───── RAW DATA ─────

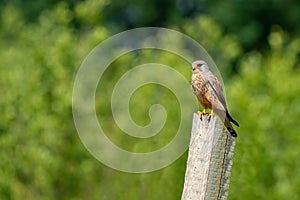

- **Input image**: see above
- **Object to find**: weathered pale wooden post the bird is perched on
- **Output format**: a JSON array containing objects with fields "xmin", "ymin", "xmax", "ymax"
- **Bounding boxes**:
[{"xmin": 181, "ymin": 114, "xmax": 235, "ymax": 200}]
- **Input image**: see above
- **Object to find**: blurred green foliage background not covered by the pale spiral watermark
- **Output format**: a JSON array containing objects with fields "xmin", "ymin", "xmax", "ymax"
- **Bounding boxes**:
[{"xmin": 0, "ymin": 0, "xmax": 300, "ymax": 200}]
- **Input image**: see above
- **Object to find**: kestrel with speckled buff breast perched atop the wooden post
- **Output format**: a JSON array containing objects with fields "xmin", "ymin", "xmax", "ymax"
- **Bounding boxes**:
[{"xmin": 192, "ymin": 60, "xmax": 239, "ymax": 137}]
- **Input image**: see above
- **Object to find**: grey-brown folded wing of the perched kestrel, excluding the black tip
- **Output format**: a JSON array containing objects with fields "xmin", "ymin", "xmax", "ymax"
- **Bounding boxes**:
[{"xmin": 207, "ymin": 72, "xmax": 227, "ymax": 110}]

─────

> [TASK OBJECTIVE]
Starting with the line that contains "- **Object to find**: blurred", return every line through the last one of the records, exactly as written.

> [SOLUTION TO THIS TASK]
- **Object to find**: blurred green foliage background not covered by the pale spiral watermark
- **Output format**: a JSON array containing objects with fields "xmin", "ymin", "xmax", "ymax"
- **Bounding boxes**:
[{"xmin": 0, "ymin": 0, "xmax": 300, "ymax": 200}]
- **Input image**: see above
- **Object to find**: kestrel with speckled buff breast perched atop the wooden post
- **Output format**: a JSON array containing objects with fields "xmin", "ymin", "xmax", "ymax"
- **Bounding boxes**:
[{"xmin": 192, "ymin": 60, "xmax": 239, "ymax": 137}]
- **Input image**: see above
- **Object to find**: grey-brown folded wing of the perched kestrel, excluding the black tip
- **Output format**: a JSON array containing objects with fields "xmin", "ymin", "xmax", "ymax"
- **Bounding boxes**:
[{"xmin": 207, "ymin": 72, "xmax": 227, "ymax": 110}]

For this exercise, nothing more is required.